# Start of PAGE

- Original source: Comics published by Marvel Comics
- First appearance: X-Men #1 (September 1963)

Films and television
- Film(s): X-Men (2000) X2 (2003) X-Men: The Last Stand (2006) X-Men Origins: Wolverine (2009) X-Men: Days of Future Past (2014) X-Men: Apocalypse (2016) Dark Phoenix (2019) Avengers: Doomsday (2026)
- Television show(s): X-Men: The Animated Series (1992) X-Men: Evolution (2000) Wolverine and the X-Men (2008) Marvel Anime: Wolverine (2011) Marvel Anime: X-Men (2011) X-Men '97 (2024)

Games
- Video game(s): The Uncanny X-Men (1989) X-Men (1992) X-Men Legends (2004)

= Cyclops in other media =

Appearances of Cyclops in cinema, television and video games

The Marvel Comics character Cyclops has appeared in various other media since his debut in The X-Men #1.

==Television==

Jean Grey and Scott Summers as depicted in Wolverine and the X-Men.

- Cyclops appears in the "Sub-Mariner" segment of The Marvel Super Heroes, voiced by Len Birman. This version is a member of the Allies for Peace.
- Cyclops appears in Spider-Man and His Amazing Friends episodes "The X-Men Adventure" and "A Firestar is Born", voiced by George DiCenzo in the former and Neil Ross in the latter.
- Cyclops appears in X-Men: Pryde of the X-Men, voiced by Michael Bell.

# End of PAGE
# Start of INPUT RECORDS

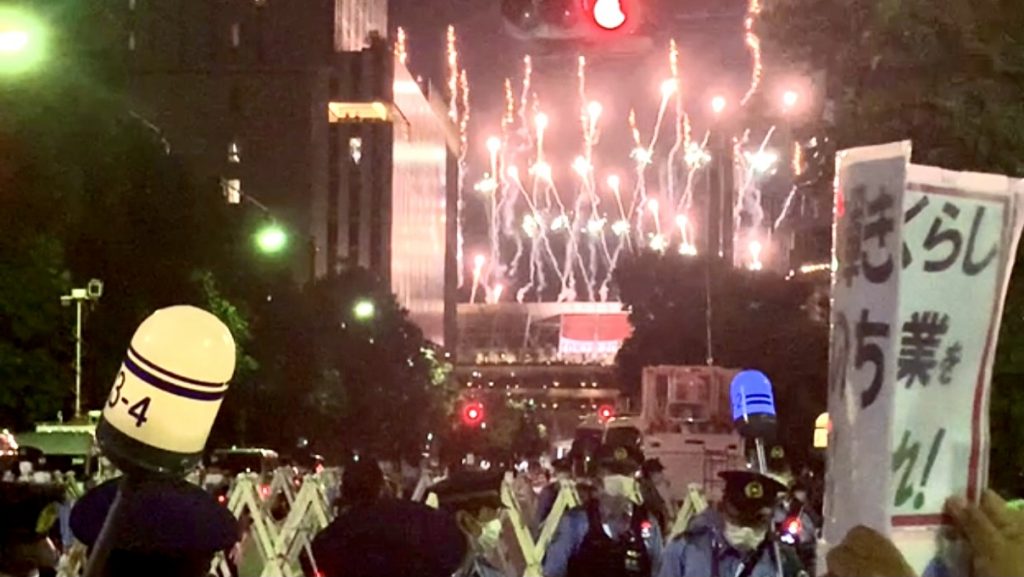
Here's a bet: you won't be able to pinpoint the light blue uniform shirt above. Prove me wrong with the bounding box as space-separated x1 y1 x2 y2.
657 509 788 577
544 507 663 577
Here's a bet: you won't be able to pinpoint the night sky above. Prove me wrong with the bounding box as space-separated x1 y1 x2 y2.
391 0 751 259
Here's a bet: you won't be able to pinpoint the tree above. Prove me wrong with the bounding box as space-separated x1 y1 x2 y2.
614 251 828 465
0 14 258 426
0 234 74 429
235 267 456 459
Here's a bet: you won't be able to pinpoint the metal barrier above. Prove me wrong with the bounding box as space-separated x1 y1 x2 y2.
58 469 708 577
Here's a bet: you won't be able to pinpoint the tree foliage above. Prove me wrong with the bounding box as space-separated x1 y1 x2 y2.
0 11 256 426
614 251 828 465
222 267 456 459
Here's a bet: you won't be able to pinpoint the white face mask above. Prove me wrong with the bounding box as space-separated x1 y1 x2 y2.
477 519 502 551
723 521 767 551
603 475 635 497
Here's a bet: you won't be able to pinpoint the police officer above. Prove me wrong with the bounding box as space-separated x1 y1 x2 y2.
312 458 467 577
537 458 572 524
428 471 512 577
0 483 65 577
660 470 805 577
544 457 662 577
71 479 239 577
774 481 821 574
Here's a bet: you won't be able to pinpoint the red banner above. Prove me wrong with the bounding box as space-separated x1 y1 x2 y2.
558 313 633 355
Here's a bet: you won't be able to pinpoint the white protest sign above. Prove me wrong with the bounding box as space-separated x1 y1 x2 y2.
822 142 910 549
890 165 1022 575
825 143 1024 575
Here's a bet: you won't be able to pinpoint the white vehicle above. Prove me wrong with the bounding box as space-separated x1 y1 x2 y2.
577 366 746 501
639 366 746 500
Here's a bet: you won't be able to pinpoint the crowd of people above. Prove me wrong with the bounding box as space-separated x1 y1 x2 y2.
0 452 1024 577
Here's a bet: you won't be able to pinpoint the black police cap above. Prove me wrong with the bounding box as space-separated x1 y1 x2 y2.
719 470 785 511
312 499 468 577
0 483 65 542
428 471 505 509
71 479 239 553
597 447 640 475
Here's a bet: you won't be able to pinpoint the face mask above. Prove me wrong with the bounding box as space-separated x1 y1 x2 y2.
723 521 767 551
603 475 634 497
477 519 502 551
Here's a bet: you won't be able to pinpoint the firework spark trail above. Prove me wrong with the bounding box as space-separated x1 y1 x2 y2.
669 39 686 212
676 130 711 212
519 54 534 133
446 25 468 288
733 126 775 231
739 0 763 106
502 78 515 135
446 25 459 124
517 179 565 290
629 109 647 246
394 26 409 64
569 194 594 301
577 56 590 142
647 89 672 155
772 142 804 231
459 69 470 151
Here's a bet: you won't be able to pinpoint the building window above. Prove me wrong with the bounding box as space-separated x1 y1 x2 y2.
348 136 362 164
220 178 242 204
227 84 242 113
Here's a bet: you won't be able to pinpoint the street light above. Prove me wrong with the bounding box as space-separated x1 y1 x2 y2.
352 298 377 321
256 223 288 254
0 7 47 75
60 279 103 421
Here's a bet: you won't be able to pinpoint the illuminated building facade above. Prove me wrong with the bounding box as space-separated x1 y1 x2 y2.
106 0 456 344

# End of INPUT RECORDS

## INSTRUCTION 1
According to the page on Cyclops, who voiced Cyclops in X-Men: Pryde of the X-Men?
## INSTRUCTION 2
Show each line of the entries that contains the word "building". Case counts.
The page on Cyclops and the entries are unrelated to each other.

## CORRECT ANSWER 1
Michael Bell

## CORRECT ANSWER 2
Here's a bet: you won't be able to pinpoint the building window above. Prove me wrong with the bounding box as space-separated x1 y1 x2 y2.
Here's a bet: you won't be able to pinpoint the illuminated building facade above. Prove me wrong with the bounding box as space-separated x1 y1 x2 y2.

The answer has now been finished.